* _Extracted data_
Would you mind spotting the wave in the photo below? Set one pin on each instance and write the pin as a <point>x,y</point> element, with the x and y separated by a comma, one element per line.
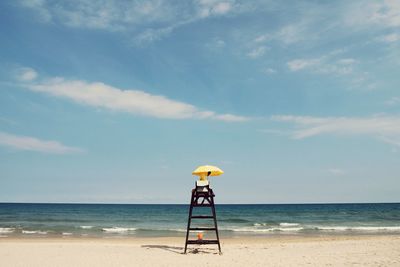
<point>118,229</point>
<point>6,230</point>
<point>86,226</point>
<point>66,234</point>
<point>234,220</point>
<point>34,232</point>
<point>266,230</point>
<point>358,228</point>
<point>316,228</point>
<point>288,224</point>
<point>283,224</point>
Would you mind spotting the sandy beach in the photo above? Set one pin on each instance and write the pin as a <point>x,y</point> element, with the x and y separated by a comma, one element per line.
<point>275,251</point>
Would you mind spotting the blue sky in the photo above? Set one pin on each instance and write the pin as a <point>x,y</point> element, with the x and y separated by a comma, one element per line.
<point>118,101</point>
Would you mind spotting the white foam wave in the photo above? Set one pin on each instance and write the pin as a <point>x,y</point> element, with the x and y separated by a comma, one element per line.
<point>358,228</point>
<point>288,224</point>
<point>6,230</point>
<point>66,234</point>
<point>275,229</point>
<point>86,226</point>
<point>118,229</point>
<point>178,230</point>
<point>34,232</point>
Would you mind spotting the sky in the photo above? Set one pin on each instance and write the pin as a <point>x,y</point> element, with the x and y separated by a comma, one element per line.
<point>119,101</point>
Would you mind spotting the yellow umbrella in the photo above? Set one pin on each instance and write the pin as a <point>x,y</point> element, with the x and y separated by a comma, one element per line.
<point>203,171</point>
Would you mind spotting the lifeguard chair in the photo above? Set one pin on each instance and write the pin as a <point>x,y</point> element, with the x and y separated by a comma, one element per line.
<point>203,196</point>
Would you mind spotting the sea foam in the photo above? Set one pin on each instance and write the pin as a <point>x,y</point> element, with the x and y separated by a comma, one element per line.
<point>6,230</point>
<point>34,232</point>
<point>118,229</point>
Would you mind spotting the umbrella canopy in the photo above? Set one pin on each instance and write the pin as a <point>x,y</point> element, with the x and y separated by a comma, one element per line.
<point>204,170</point>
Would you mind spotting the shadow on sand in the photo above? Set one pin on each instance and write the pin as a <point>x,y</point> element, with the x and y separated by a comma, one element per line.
<point>179,250</point>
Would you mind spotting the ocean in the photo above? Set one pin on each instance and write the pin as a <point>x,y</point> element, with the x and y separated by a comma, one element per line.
<point>136,220</point>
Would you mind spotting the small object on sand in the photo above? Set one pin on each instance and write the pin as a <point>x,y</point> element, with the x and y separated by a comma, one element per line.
<point>199,236</point>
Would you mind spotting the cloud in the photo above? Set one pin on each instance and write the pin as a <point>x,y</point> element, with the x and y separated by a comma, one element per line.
<point>336,171</point>
<point>97,94</point>
<point>379,13</point>
<point>389,38</point>
<point>329,63</point>
<point>212,7</point>
<point>147,21</point>
<point>257,52</point>
<point>385,128</point>
<point>300,64</point>
<point>33,144</point>
<point>393,101</point>
<point>26,74</point>
<point>269,71</point>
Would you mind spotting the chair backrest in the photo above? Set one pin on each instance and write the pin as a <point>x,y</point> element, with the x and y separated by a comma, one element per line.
<point>202,186</point>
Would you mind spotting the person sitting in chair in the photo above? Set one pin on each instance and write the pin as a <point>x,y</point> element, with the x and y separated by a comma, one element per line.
<point>203,185</point>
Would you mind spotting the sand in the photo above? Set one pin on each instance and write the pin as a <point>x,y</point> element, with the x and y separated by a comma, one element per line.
<point>261,251</point>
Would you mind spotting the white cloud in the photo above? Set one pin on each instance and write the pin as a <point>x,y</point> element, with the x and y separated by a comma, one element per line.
<point>257,52</point>
<point>26,74</point>
<point>336,171</point>
<point>138,102</point>
<point>269,71</point>
<point>382,127</point>
<point>393,101</point>
<point>326,64</point>
<point>146,21</point>
<point>33,144</point>
<point>212,7</point>
<point>389,38</point>
<point>300,64</point>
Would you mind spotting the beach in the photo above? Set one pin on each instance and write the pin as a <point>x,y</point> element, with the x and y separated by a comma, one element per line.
<point>381,250</point>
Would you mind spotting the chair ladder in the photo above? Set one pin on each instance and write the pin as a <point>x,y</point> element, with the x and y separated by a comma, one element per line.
<point>202,199</point>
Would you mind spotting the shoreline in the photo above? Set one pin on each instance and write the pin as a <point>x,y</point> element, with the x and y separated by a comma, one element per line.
<point>166,251</point>
<point>227,240</point>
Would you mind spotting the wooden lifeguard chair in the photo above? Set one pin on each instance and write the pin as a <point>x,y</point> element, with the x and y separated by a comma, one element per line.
<point>203,196</point>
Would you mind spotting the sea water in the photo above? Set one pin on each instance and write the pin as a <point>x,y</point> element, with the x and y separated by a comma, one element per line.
<point>135,220</point>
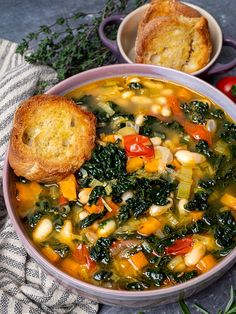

* _Task directions_
Please write out all of the material above as a numbered list, one line per number, skipping blank lines and leaving out the pictures.

* _Exercise answer_
1. Would you mind spotting the wave in the photo below? Set one pin on each instance and write the pin as a <point>x,y</point> element, with the x and y separated by a comma, one element per line.
2. <point>118,229</point>
3. <point>6,230</point>
4. <point>86,226</point>
5. <point>66,234</point>
6. <point>234,220</point>
7. <point>34,232</point>
8. <point>266,230</point>
9. <point>358,228</point>
10. <point>316,228</point>
11. <point>288,224</point>
12. <point>283,224</point>
13. Would you mind spotting the sandy beach in the photo above? Set one pin on each instance and write the pin as a <point>x,y</point> element, with the x and y separated by a comma, one element per line.
14. <point>275,251</point>
15. Would you mind spotting the blue sky in the photo above? Set one pin on each instance and write the pin as a <point>x,y</point> element, with the x and y separated by a comma, one element per line.
16. <point>118,101</point>
17. Would you mind spotting the white foam wave in the photo above? Set one pin on each instance and write the pin as a <point>x,y</point> element, with the x and y separated by a comma, one element per line.
18. <point>358,228</point>
19. <point>288,224</point>
20. <point>6,230</point>
21. <point>66,234</point>
22. <point>275,229</point>
23. <point>86,226</point>
24. <point>118,229</point>
25. <point>178,230</point>
26. <point>34,232</point>
27. Would you mind spotting the sky in the photo above? Set one pin on each instance and write the pin as a <point>x,y</point> element, with the x and y separated by a comma, one element per line.
28. <point>119,101</point>
29. Would you mind spotting the yellow umbrella in the photo above? Set one pin on each instance and write the pin as a <point>x,y</point> element, with the x and y separated by a comma, one element per line.
30. <point>203,171</point>
31. Would you mind spotting the lifeguard chair in the photo above? Set one pin on each instance and write the pin as a <point>x,y</point> element, with the x and y separated by a comma, one element per line.
32. <point>203,196</point>
33. Would you mind spotting the sea foam in the photo above? Set one pin on each instance and write the pin as a <point>x,y</point> element, with the x and y separated by a comma, one element per line.
34. <point>6,230</point>
35. <point>34,232</point>
36. <point>118,229</point>
37. Would you mind spotting the umbrella canopy in the photo above? Set one pin on each instance and write the pin as a <point>x,y</point> element, with the x and y separated by a comma, one element per line.
38. <point>204,170</point>
39. Would you mind spotting the shadow on sand in the photo above? Set one pin on each instance and write the pin as a <point>x,y</point> element, with the x and y separated by a comma, one element per line.
40. <point>179,250</point>
41. Would you mind spotting the ocean in the photo above? Set one pin on each instance and write the pin as a <point>x,y</point> element, with the x and y separated by a comma, one element per line.
42. <point>136,220</point>
43. Would you mind spotting the small object on sand in the photo above? Set one pin on each instance and write the pin as a <point>x,y</point> element, with the x and y separated by a comma, one element per line.
44. <point>199,236</point>
45. Would you mind spotting the cloud in the photo above? Set one pin on each instance and write the pin as a <point>x,y</point> element, with the x and y separated by a comma, one element per line.
46. <point>336,171</point>
47. <point>97,94</point>
48. <point>379,13</point>
49. <point>389,38</point>
50. <point>329,63</point>
51. <point>212,7</point>
52. <point>147,21</point>
53. <point>257,52</point>
54. <point>385,128</point>
55. <point>300,64</point>
56. <point>33,144</point>
57. <point>393,101</point>
58. <point>26,74</point>
59. <point>269,71</point>
60. Would you mind spotting the chair backrest in the photo above? Set one pin on each instance and write the pin as a <point>x,y</point> element, with the x and y separated by a comma, one element per line.
61. <point>202,186</point>
62. Would you mind spotting the person sitting in chair in the photo above? Set one pin on each instance and write the pin as a <point>x,y</point> element, with the x and y separated by a comma, one element per line.
63. <point>203,185</point>
64. Would you mind spotting the sand in the photo above? Set one pin on each instance and write the pin as a <point>x,y</point> element, with the x and y separated by a comma, one element per line.
65. <point>261,251</point>
66. Would you mind spotting the white cloud in the photo above? Set one pin on each instance and write the pin as a <point>x,y</point> element, with the x and y separated by a comma, one element per line.
67. <point>257,52</point>
68. <point>26,74</point>
69. <point>336,171</point>
70. <point>138,102</point>
71. <point>269,71</point>
72. <point>382,127</point>
73. <point>393,101</point>
74. <point>326,64</point>
75. <point>146,21</point>
76. <point>33,144</point>
77. <point>212,7</point>
78. <point>389,38</point>
79. <point>300,64</point>
80. Would you mind spotting the beach in the photo above? Set one pin on each instance and write the pin as a <point>x,y</point> element, with the x and y separated by a comma, one element per line.
81. <point>381,250</point>
82. Would you mind spotting the chair ladder in the photo above? Set one pin on each instance and write the pin as a <point>x,y</point> element, with the x and y separated by a comma, one element per line.
83. <point>202,199</point>
84. Would you mind spotting the shoreline in the photo above? Set one pin on each instance and write the pin as a <point>x,y</point> element, with the x and y separated by a comma, one element per line.
85. <point>166,251</point>
86. <point>227,240</point>
87. Would you mind spotting the wooden lifeguard chair in the photo above? Set one pin on each instance and write the pin as a <point>x,y</point> element, with the x and y separated by a comma, one element per line.
88. <point>203,196</point>
89. Would you mind spotting the sea water in the photo above? Set one pin on each instance and write the pin as a <point>x,y</point> element, with the x and y separated by a comma, one element per line.
90. <point>135,220</point>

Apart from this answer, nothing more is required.